#### Challenge:
Format the material from the line with "the fluffy cat?" to the line with "[120,6,418,288]" as a two-column CSV with the headers input and output. Give one row for each text and its answer, put each field in quotes, and replace any line breaks with spaces.

#### Material supplied:
________________________________________
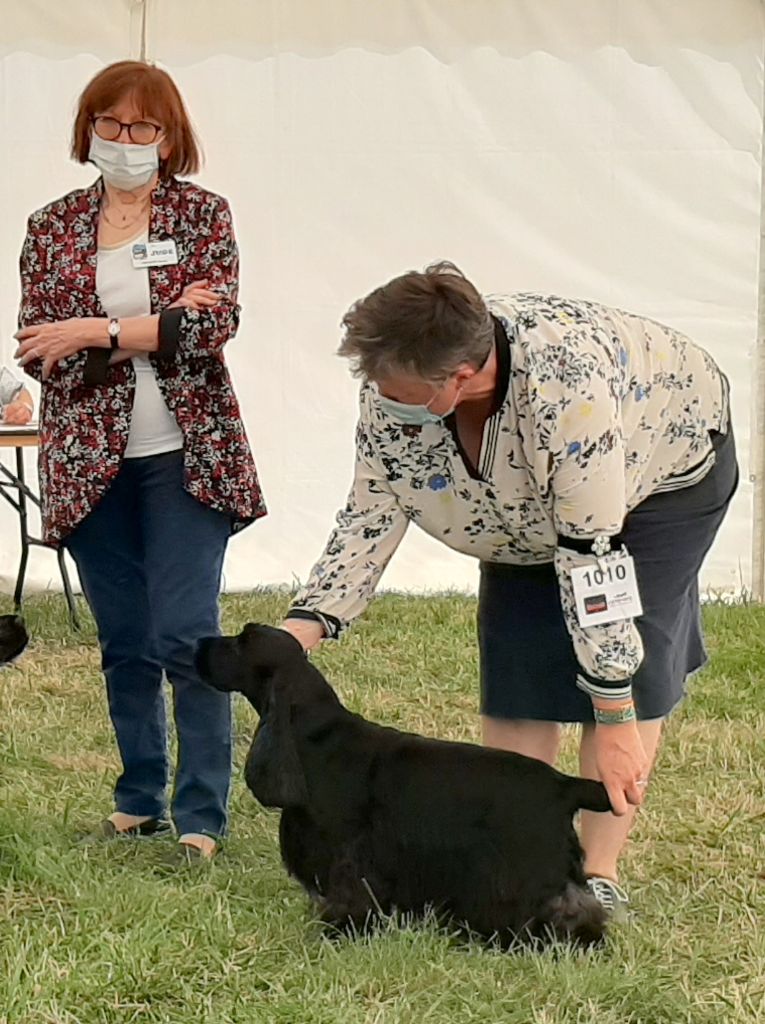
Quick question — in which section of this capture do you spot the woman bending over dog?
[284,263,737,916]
________________________________________
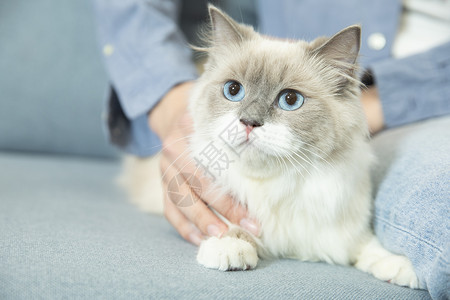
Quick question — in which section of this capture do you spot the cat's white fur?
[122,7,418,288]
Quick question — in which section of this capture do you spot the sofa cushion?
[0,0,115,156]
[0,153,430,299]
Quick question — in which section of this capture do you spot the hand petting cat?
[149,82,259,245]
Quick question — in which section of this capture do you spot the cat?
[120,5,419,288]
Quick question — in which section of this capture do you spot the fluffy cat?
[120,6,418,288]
________________________________________
#### Solution for this problem:
input,output
"Quick question — in which section of this capture do you spot the fluffy cat?","[120,6,418,288]"